* _EXERCISE AIM_
Print the records exactly. Every mark must remain.

* _WORKING DATA_
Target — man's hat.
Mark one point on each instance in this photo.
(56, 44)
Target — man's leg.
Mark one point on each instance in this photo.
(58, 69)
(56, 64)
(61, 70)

* _ANSWER AREA_
Target — man's hat.
Mark one point on each instance in this photo.
(56, 44)
Target — man's leg.
Mark one point on each instance in this photo.
(58, 69)
(56, 64)
(61, 70)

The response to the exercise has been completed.